* WHAT YOU SHOULD DO
All entries given below are to be returned word for word.

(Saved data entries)
§ §

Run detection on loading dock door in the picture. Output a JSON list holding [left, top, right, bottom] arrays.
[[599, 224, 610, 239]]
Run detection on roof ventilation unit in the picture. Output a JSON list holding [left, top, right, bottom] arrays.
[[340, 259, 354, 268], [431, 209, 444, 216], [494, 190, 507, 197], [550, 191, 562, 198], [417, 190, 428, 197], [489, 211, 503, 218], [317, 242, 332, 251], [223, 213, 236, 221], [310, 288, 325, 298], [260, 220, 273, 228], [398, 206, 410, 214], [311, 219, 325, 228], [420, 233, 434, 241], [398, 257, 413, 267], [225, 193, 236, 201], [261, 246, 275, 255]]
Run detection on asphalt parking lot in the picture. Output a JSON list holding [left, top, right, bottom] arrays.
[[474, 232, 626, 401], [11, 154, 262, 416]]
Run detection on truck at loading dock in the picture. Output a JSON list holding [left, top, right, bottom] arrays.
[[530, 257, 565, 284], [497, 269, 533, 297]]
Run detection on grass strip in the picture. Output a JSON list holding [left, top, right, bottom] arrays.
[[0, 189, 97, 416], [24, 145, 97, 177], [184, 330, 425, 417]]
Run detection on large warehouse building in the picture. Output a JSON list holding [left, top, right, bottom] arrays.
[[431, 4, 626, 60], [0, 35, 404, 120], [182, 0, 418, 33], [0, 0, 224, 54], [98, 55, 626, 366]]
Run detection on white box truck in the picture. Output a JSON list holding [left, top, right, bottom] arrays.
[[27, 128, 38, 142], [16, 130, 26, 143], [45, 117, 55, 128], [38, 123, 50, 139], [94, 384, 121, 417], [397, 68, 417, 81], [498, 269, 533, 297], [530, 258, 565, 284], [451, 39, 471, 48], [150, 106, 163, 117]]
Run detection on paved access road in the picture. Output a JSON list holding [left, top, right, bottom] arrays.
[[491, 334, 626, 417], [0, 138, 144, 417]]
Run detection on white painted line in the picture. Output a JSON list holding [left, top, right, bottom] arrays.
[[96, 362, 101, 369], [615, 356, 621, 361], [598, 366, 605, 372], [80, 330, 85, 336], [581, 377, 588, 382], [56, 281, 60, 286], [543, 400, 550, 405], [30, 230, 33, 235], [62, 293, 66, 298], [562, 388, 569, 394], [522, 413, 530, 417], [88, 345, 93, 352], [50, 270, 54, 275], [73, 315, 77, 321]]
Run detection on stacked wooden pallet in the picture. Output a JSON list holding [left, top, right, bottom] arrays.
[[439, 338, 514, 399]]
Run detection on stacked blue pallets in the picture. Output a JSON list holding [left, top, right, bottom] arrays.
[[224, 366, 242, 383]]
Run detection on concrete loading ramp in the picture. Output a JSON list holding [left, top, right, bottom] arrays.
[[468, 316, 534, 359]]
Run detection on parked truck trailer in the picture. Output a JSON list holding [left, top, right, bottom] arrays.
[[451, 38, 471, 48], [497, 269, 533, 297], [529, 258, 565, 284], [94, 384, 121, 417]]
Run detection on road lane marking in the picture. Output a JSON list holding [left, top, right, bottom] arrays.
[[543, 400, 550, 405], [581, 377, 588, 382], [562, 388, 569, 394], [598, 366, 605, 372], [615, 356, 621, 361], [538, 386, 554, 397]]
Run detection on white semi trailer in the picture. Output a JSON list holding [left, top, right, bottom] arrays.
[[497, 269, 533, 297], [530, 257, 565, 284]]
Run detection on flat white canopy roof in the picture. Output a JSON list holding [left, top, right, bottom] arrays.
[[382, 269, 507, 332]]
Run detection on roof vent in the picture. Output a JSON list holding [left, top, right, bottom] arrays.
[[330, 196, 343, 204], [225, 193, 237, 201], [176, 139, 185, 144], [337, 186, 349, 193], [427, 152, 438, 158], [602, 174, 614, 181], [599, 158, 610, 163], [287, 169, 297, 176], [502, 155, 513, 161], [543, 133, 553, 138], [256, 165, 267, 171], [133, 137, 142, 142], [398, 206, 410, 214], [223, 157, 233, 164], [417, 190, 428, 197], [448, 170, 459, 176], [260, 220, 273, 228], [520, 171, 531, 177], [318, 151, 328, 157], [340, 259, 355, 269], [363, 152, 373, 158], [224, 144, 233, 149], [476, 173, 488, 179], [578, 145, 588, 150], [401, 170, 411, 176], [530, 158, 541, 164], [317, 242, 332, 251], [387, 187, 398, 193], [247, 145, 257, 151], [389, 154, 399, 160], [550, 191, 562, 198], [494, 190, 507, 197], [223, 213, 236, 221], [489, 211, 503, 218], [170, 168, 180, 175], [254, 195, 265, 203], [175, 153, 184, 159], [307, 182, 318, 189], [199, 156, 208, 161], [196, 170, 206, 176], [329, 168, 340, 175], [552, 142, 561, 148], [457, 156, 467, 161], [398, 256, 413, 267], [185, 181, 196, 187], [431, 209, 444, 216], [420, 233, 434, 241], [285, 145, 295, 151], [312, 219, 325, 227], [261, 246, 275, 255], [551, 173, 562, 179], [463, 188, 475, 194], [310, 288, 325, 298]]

§ §

* COMPLETED TASK
Run detection on loading dock door in the picture. Output a JSON list holding [left, top, right, bottom] arrays.
[[599, 224, 610, 239]]
Run detection on roof ventilation unit in the picture. Output a JSON list holding [left, top, right, bottom] arrays.
[[340, 259, 354, 268], [431, 209, 444, 216], [494, 190, 507, 197], [550, 191, 562, 198], [417, 190, 428, 197], [489, 211, 503, 218], [317, 242, 332, 251], [223, 213, 236, 221], [310, 288, 325, 298], [260, 220, 273, 228], [398, 206, 410, 214], [311, 219, 325, 228], [420, 233, 434, 241], [398, 257, 413, 267], [225, 193, 236, 201], [261, 246, 275, 255]]
Run detection on asphalt parking lot in the picture. Output a JSON list holding [left, top, right, bottom] arrays.
[[474, 232, 626, 401], [11, 154, 262, 416]]
Run detection on truck at loading dock in the picture. Output a JSON list holding [left, top, right, bottom] arrays.
[[530, 257, 565, 284], [497, 269, 533, 297]]
Run detection on grass strip in the picture. Output a JSON list holding [left, top, right, bottom] arrays.
[[0, 189, 97, 416], [24, 145, 97, 177], [184, 330, 425, 417]]
Run detection on large warehouse building in the picture. Output a JSON list holding [left, top, right, bottom] arrays.
[[431, 4, 626, 60], [0, 35, 404, 120], [182, 0, 418, 33], [0, 0, 224, 54], [98, 55, 626, 366]]
Run detection on white box truck in the picture. Output a JSON list holding [left, top, right, bottom] arrays.
[[27, 128, 38, 142], [16, 130, 26, 143], [45, 117, 55, 128], [38, 123, 50, 139], [94, 384, 121, 417], [397, 68, 417, 81], [498, 269, 533, 297], [530, 258, 565, 284], [451, 39, 471, 48], [150, 106, 163, 117]]
Run detection on paved access road in the picture. Output a JSON list holding [left, top, right, bottom] arrays.
[[491, 334, 626, 417], [0, 138, 144, 417]]
Run detection on white painted line in the picture. Output a JSON list holding [left, top, right, bottom] arrays.
[[96, 362, 101, 369], [615, 356, 621, 361], [598, 366, 605, 372], [80, 330, 85, 336], [581, 377, 588, 382], [56, 281, 60, 286], [543, 400, 550, 405], [30, 230, 33, 235], [62, 293, 66, 298], [562, 388, 569, 394], [522, 413, 530, 417], [88, 345, 93, 352], [50, 270, 54, 275], [73, 315, 77, 321]]
Run detection on stacked wooden pallet in the picture. Output a JSON list holding [left, top, right, bottom] arrays.
[[439, 338, 514, 399]]
Run detection on stacked blue pallets in the picture. Output a JSON list holding [left, top, right, bottom] arrays.
[[224, 366, 242, 383]]
Run detection on concrete loading ramp in the picture. Output a JSON list holding [left, top, right, bottom] arrays.
[[468, 316, 534, 359]]
Run detection on parked truck trailer in the picture. Output a JSON list holding [left, top, right, bottom] arrays.
[[451, 38, 471, 48], [497, 269, 533, 297], [529, 258, 565, 284], [94, 384, 121, 417]]
Run detection on road lane marking in the picture. Output a JSON list holding [left, top, right, bottom] arrays.
[[543, 400, 550, 405], [581, 377, 588, 382], [562, 388, 569, 394], [598, 366, 605, 372], [615, 356, 621, 361], [538, 386, 554, 397]]
Run detection on white semi trailer in the picture. Output a JSON list holding [left, top, right, bottom] arrays.
[[497, 269, 533, 297], [530, 257, 565, 284]]
Run detection on flat white canopy roof in the picture. Output a JSON list holding [left, top, right, bottom] arrays.
[[382, 269, 507, 332]]
Run detection on roof vent in the picture. Output a JSON list holding [left, top, right, bottom] arrays.
[[330, 196, 343, 204], [225, 193, 237, 201], [176, 139, 185, 144], [337, 186, 349, 193], [427, 152, 438, 158], [602, 174, 614, 181], [599, 158, 610, 163], [287, 169, 297, 176], [502, 155, 513, 161], [543, 133, 553, 138], [256, 165, 267, 171], [133, 137, 142, 142], [398, 206, 410, 214], [223, 157, 233, 164], [417, 190, 428, 197], [448, 170, 459, 176], [260, 220, 273, 228], [520, 171, 531, 177], [318, 151, 328, 157], [340, 259, 355, 269], [363, 152, 373, 158], [224, 144, 233, 149], [476, 173, 488, 179], [578, 145, 588, 150], [401, 170, 411, 176], [530, 158, 541, 164], [317, 242, 332, 251], [387, 187, 398, 193], [247, 145, 257, 151], [389, 154, 399, 160], [550, 191, 562, 198], [494, 190, 507, 197], [223, 213, 236, 221], [489, 211, 503, 218], [170, 168, 180, 175], [254, 195, 265, 203], [175, 153, 184, 159], [307, 182, 318, 189], [199, 156, 208, 161], [196, 170, 206, 176], [329, 168, 340, 175], [552, 142, 561, 148], [457, 156, 467, 161], [398, 256, 413, 267], [185, 181, 196, 187], [431, 209, 444, 216], [420, 233, 434, 241], [285, 145, 295, 151], [312, 219, 325, 227], [261, 246, 275, 255], [551, 173, 562, 179], [463, 188, 475, 194], [310, 288, 325, 298]]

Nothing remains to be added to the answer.